**EXCERPT PROVIDED**
A well-designed orchestration dashboard answers three questions at a glance: What is running right now? What failed recently and why? How much is this costing?
Dashboard API with FastAPI
The backend API provides endpoints for the dashboard frontend to consume. Start with the data models and core endpoints.
from fastapi import FastAPI, Query
from pydantic import BaseModel
from datetime import datetime, timedelta
from typing import Optional
app = FastAPI(title="Agent Orchestration Dashboard API")
class WorkflowSummary(BaseModel):
id: str
name: str
status: str
started_at: datetime
duration_seconds: float | None
step_count: int
current_step: str | None
error: str | None
total_tokens: int
cost_usd: float
class DashboardOverview(BaseModel):
active_workflows: int
completed_today: int
failed_today: int
success_rate: float
total_cost_today_usd: float
total_tokens_today: int
avg_duration_seconds: float
@app.get("/api/dashboard/overview")
async def get_overview(
hours: int = Query(default=24, ge=1, le=168),
) -> DashboardOverview:
"""Get high-level dashboard statistics."""
since = datetime.utcnow() - timedelta(hours=hours)
active = await workflow_store.count(status="running")
completed = await workflow_store.count(
status="completed", since=since
)
failed = await workflow_store.count(
status="failed", since=since
)
total = completed + failed
success_rate = completed / total if total > 0 else 1.0
cost_data = await metrics_store.sum_cost(since=since)

**EXTRACTED ENTRIES**

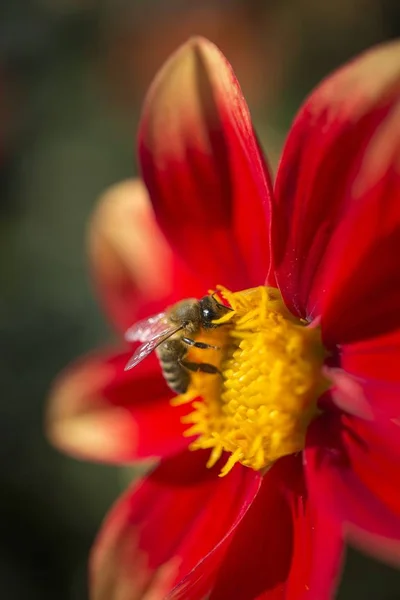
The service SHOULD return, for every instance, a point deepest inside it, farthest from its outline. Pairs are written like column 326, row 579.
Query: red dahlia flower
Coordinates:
column 304, row 426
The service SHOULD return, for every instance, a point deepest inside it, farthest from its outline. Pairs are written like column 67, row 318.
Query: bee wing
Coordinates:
column 147, row 329
column 145, row 349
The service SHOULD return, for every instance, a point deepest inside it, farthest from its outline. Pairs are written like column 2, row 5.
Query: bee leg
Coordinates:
column 200, row 367
column 201, row 345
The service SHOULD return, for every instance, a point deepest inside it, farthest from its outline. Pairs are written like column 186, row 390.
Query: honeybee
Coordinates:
column 170, row 334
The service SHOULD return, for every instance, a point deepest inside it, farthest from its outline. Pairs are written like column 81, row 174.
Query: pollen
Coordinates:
column 260, row 404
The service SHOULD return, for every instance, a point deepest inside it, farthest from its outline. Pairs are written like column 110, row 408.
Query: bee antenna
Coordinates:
column 220, row 303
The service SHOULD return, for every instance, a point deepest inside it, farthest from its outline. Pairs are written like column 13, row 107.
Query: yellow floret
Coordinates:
column 260, row 406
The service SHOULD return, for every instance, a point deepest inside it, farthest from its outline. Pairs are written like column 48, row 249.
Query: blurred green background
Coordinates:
column 72, row 77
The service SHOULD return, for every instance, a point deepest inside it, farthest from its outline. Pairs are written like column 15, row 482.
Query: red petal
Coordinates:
column 376, row 358
column 98, row 411
column 166, row 537
column 201, row 163
column 317, row 550
column 368, row 384
column 280, row 549
column 134, row 269
column 337, row 219
column 353, row 470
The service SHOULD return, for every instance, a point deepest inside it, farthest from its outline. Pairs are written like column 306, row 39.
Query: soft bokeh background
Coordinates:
column 72, row 77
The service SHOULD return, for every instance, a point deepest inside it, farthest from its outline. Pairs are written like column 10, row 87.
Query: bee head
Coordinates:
column 211, row 310
column 186, row 313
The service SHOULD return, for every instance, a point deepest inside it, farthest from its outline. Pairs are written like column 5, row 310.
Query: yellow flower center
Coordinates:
column 259, row 407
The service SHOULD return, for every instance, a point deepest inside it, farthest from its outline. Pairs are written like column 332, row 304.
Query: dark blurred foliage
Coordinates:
column 72, row 77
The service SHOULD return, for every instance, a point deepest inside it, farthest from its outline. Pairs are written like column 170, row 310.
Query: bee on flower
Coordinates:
column 272, row 409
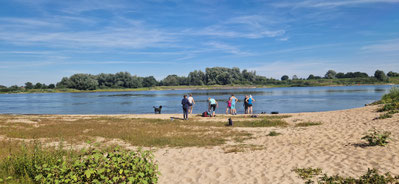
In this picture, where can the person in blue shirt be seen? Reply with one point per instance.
(250, 101)
(185, 104)
(213, 104)
(233, 100)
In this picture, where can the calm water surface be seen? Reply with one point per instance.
(284, 100)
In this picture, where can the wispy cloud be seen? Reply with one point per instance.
(124, 35)
(329, 4)
(384, 46)
(248, 26)
(226, 48)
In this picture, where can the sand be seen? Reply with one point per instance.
(332, 146)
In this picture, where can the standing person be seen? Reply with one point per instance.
(185, 105)
(192, 102)
(228, 109)
(212, 105)
(250, 100)
(233, 100)
(246, 104)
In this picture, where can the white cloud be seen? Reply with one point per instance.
(226, 48)
(330, 3)
(124, 35)
(385, 46)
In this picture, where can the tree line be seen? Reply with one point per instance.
(211, 76)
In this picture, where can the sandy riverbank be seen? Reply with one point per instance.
(332, 146)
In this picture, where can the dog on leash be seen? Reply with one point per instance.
(157, 110)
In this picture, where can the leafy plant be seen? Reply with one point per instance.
(377, 137)
(371, 177)
(307, 173)
(306, 124)
(92, 166)
(391, 103)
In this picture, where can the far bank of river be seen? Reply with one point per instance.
(282, 99)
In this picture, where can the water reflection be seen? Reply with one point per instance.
(295, 99)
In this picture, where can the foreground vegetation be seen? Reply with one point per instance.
(34, 164)
(390, 103)
(137, 132)
(216, 77)
(311, 175)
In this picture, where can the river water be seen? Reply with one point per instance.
(283, 100)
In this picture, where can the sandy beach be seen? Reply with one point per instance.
(334, 146)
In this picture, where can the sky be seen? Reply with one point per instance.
(45, 40)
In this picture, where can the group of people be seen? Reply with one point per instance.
(231, 105)
(188, 102)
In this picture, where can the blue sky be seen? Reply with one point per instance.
(45, 40)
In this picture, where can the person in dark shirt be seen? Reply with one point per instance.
(185, 104)
(246, 104)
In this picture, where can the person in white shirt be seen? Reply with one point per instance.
(192, 102)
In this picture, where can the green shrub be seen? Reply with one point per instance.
(91, 166)
(307, 173)
(371, 177)
(273, 133)
(384, 116)
(391, 103)
(377, 137)
(306, 124)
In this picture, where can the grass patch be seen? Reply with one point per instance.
(33, 163)
(372, 176)
(273, 133)
(242, 148)
(138, 132)
(265, 122)
(390, 103)
(377, 137)
(307, 124)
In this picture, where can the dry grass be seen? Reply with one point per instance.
(306, 124)
(137, 132)
(241, 148)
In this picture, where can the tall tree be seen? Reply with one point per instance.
(330, 74)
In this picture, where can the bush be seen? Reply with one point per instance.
(273, 133)
(91, 166)
(377, 137)
(371, 177)
(391, 103)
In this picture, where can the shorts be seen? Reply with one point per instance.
(213, 106)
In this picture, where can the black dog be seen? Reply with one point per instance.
(157, 110)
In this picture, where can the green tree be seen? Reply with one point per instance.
(29, 85)
(171, 80)
(340, 75)
(330, 74)
(51, 86)
(380, 75)
(196, 78)
(149, 81)
(38, 85)
(393, 74)
(83, 82)
(65, 83)
(284, 77)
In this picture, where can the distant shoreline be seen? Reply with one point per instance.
(163, 88)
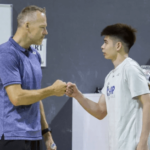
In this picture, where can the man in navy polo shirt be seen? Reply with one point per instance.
(21, 111)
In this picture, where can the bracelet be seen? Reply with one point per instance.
(46, 130)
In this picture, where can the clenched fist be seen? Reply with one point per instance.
(59, 88)
(72, 90)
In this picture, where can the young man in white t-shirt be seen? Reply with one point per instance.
(125, 96)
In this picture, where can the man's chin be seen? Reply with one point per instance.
(38, 43)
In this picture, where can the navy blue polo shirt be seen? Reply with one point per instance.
(19, 66)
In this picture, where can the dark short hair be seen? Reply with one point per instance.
(28, 11)
(121, 31)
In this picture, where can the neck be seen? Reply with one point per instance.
(21, 38)
(119, 59)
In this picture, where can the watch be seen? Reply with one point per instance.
(46, 130)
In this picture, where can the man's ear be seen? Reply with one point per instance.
(118, 46)
(27, 25)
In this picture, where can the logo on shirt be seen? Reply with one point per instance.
(34, 53)
(110, 90)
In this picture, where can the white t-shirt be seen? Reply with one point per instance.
(121, 88)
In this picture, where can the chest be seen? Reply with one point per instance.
(30, 71)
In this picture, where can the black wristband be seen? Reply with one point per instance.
(46, 130)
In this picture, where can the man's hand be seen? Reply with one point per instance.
(72, 90)
(48, 141)
(59, 88)
(142, 146)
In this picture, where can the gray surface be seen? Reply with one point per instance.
(74, 52)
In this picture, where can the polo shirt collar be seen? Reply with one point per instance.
(18, 46)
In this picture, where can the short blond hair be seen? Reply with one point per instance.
(28, 13)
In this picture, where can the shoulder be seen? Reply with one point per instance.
(107, 76)
(131, 65)
(132, 68)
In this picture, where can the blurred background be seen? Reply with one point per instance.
(74, 49)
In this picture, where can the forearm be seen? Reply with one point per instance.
(27, 97)
(146, 124)
(90, 106)
(44, 124)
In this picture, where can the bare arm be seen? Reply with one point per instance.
(97, 110)
(145, 100)
(19, 96)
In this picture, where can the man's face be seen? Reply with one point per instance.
(108, 48)
(37, 29)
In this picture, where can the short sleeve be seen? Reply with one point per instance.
(136, 81)
(104, 88)
(9, 69)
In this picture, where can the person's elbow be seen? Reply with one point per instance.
(101, 115)
(14, 100)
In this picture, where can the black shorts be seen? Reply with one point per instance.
(19, 144)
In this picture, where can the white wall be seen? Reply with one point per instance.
(5, 22)
(88, 133)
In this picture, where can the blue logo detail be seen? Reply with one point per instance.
(110, 90)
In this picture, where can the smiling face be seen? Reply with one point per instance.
(109, 48)
(37, 28)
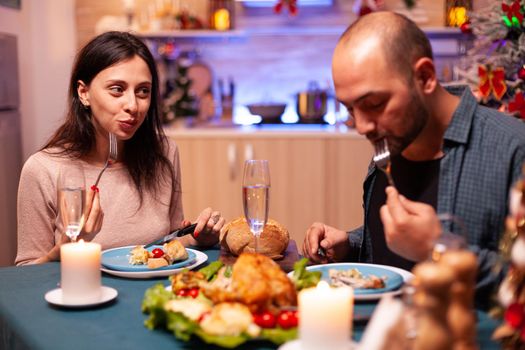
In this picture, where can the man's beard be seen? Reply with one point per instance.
(417, 115)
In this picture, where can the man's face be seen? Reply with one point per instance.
(383, 103)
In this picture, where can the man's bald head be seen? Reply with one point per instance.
(402, 42)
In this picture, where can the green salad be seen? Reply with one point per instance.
(171, 311)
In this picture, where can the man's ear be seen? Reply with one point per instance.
(425, 74)
(83, 93)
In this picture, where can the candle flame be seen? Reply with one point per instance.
(323, 285)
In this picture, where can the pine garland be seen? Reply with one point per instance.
(496, 44)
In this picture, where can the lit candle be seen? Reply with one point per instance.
(222, 19)
(325, 317)
(80, 272)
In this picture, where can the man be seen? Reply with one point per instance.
(449, 154)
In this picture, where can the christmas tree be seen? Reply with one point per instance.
(496, 62)
(180, 100)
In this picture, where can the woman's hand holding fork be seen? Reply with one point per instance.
(209, 225)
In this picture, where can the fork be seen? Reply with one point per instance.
(382, 159)
(112, 155)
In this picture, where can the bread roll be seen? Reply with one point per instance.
(237, 238)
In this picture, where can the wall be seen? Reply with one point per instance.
(46, 48)
(46, 45)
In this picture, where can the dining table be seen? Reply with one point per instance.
(27, 321)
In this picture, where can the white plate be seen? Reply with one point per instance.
(201, 258)
(296, 345)
(406, 275)
(54, 297)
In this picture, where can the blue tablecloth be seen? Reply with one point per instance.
(27, 321)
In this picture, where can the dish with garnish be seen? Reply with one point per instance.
(228, 305)
(370, 281)
(138, 259)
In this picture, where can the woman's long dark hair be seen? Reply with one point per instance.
(144, 154)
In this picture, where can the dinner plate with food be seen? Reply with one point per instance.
(227, 305)
(369, 281)
(156, 261)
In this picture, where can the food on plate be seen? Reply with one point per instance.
(227, 305)
(139, 256)
(155, 263)
(237, 238)
(302, 278)
(174, 251)
(355, 279)
(228, 319)
(256, 281)
(171, 252)
(193, 309)
(187, 280)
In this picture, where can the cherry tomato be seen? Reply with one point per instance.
(287, 319)
(157, 253)
(193, 292)
(182, 292)
(203, 316)
(264, 319)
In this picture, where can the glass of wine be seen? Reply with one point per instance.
(453, 236)
(255, 196)
(72, 198)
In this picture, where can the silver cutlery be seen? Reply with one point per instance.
(382, 159)
(177, 233)
(112, 155)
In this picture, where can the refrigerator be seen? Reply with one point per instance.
(10, 146)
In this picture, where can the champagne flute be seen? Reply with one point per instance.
(255, 196)
(452, 238)
(72, 198)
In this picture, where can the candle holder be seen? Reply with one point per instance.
(80, 277)
(325, 317)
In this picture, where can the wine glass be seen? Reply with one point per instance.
(255, 196)
(72, 198)
(453, 236)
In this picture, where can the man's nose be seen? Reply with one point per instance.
(364, 125)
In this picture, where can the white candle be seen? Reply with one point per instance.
(80, 272)
(325, 317)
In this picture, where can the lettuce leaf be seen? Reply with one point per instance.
(303, 278)
(153, 304)
(279, 335)
(211, 270)
(226, 341)
(181, 326)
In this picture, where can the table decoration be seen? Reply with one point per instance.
(326, 317)
(80, 277)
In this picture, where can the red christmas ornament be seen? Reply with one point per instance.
(521, 73)
(466, 28)
(518, 105)
(291, 4)
(513, 10)
(491, 80)
(514, 315)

**TASKS TO COMPLETE**
1 - Answer these questions using the orchestration dashboard excerpt:
(a) Which three questions should a well-designed orchestration dashboard answer at a glance?
(b) What are the default, minimum, and maximum values allowed for the `hours` parameter of `get_overview`?
(c) What value is assigned to `success_rate` when `total` is not greater than 0?
2 - Carry on the orchestration dashboard excerpt from its final line.

**ANSWER LIST**
1 -
(a) What is running right now? What failed recently and why? How much is this costing?
(b) The default is 24, the minimum is 1, and the maximum is 168.
(c) 1.0

2 -
token_data = await metrics_store.sum_tokens(since=since)
avg_duration = await metrics_store.avg_duration(since=since)
return DashboardOverview(
active_workflows=active,
completed_today=completed,
failed_today=failed,
success_rate=round(success_rate, 4),
total_cost_today_usd=round(cost_data, 2),
total_tokens_today=token_data,
avg_duration_seconds=round(avg_duration, 2),
)
Workflow List and Filtering
class WorkflowFilter(BaseModel):
status: Optional[str] = None
name: Optional[str] = None
since: Optional[datetime] = None
until: Optional[datetime] = None
min_cost_usd: Optional[float] = None
has_errors: Optional[bool] = None
@app.get("/api/dashboard/workflows")
async def list_workflows(
status: Optional[str] = None,
name: Optional[str] = None,
hours: int = Query(default=24, ge=1, le=168),
limit: int = Query(default=50, ge=1, le=200),
offset: int = Query(default=0, ge=0),
) -> dict:
"""List workflows with filtering and pagination."""
since = datetime.utcnow() - timedelta(hours=hours)
workflows = await workflow_store.query(
status=status,
name=name,
since=since,
limit=limit,
offset=offset,
)
total = await workflow_store.count(
status=status, name=name, since=since
)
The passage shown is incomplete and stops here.